QUÉ HACER
A. Enumera las traducciones al castellano que se proponen para «Tatbestand» y «Sachverhalt» en el hilo sobre la palabra Entscheidungstatbestände.
B. En el hilo sobre la palabra Entscheidungstatbestände, ¿qué traducción aproximada se da para el nombre de la asignatura?
C. Por favor, continúa el hilo sobre la palabra Entscheidungstatbestände a partir de su última frase.

FRAGMENTO EXTRAÍDO
* * * * * * *
# Entscheidungstatbestände



## EvaM

Hola foristas!!

aquí viene una asignatura de un estudiantes de BWL o "ciencias empresariales" en castellano. Yo, la verdad, he buscado en Internet y en un diccionario especializado y aún no tengo solución para:

Entscheidungstatbestände...   ----- de decisión

Hay algiien que esté ducho en economía?
muchas gracias de antemano,
saludos


----------



## ErOtto

Como _mileurista pelao_ no es que ande muy ducho en economía  pero podemos intentar analizar el palabro en cuestión.

Tatbestand se define como: 

Gesamtheit der unter einem bestimmten Gesichtspunkt bedeutsamen Tatsachen, Gegebenheiten; *Sachverhalt*.

Tatbestand se puede traducir por: resultando (en derecho), situación de hecho
Sachverhalt se puede traducir por: estado de las cosas, circunstancias

Con lo cual tendríamos una asignatura cuya traducción aproximada sería:

Resultandos de la toma de decisiones

en la que se enumeran y explican los fundamentos de hecho en los que se basa la toma de decisiones empresariales.

Espero que te sirva.
* * * * * * *
DATOS PROPORCIONADOS
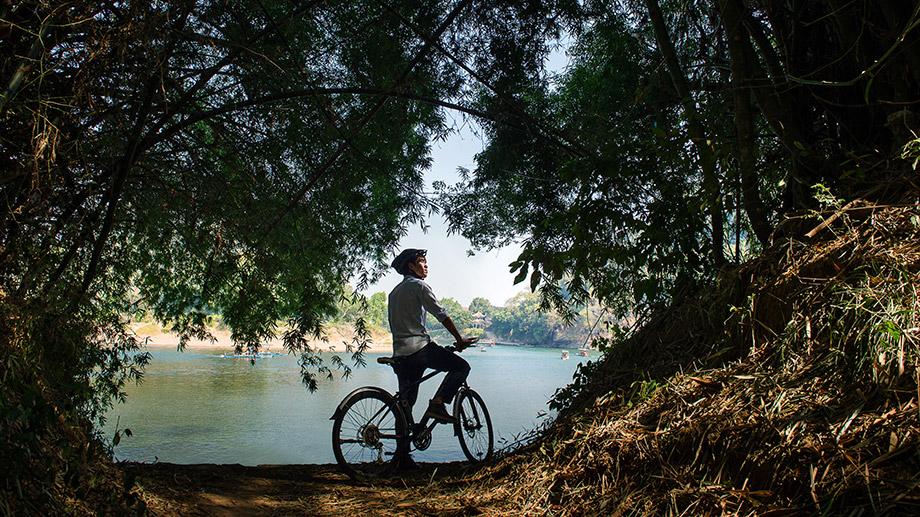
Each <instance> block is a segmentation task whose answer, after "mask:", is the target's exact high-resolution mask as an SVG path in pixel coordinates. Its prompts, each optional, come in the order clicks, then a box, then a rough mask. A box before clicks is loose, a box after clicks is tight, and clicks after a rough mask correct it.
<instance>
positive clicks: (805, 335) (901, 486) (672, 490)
* * * * * * *
RESPUESTAS NUMERADAS
A.
- resultando (en derecho)
- situación de hecho
- estado de las cosas
- circunstancias

B. «Resultandos de la toma de decisiones».

C.
Saludos
Er


----------



## EvaM

BUenos días Er,

pues sí, creo que es una buena opción y muhísimas gracias, se agreadece la ayuda 
yo también había encontrado lo de "resultando" pero al ser un término para mi nada usual no estaba del todo segura!

Saludos y hasta otra!
Eva


----------



## Spharadi

Otra opción sería "bases factuales para la toma de decisiones".


----------



## Geviert

Spharadi said:


> Otra opción sería "bases factuales para la toma de decisiones".



Excelente versión diría, mucho más clara. _Factuales _o _fácticas_ podrían considerarse por igual.


----------



## ErOtto

Geviert said:


> Excelente versión diría, mucho más clara. _Factuales _o _fácticas_ podrían considerarse por igual.


 
Si hablamos de mayor claridad, ¿porqué no usar entonces *bases de hecho*?

De hecho  es lo que significa factual/fáctico. 

Y ya que estamos hablando de una asignatura... ¿no sería más correcto _*sobre *la toma de deciciones_ que _*para *la toma de decisiones_?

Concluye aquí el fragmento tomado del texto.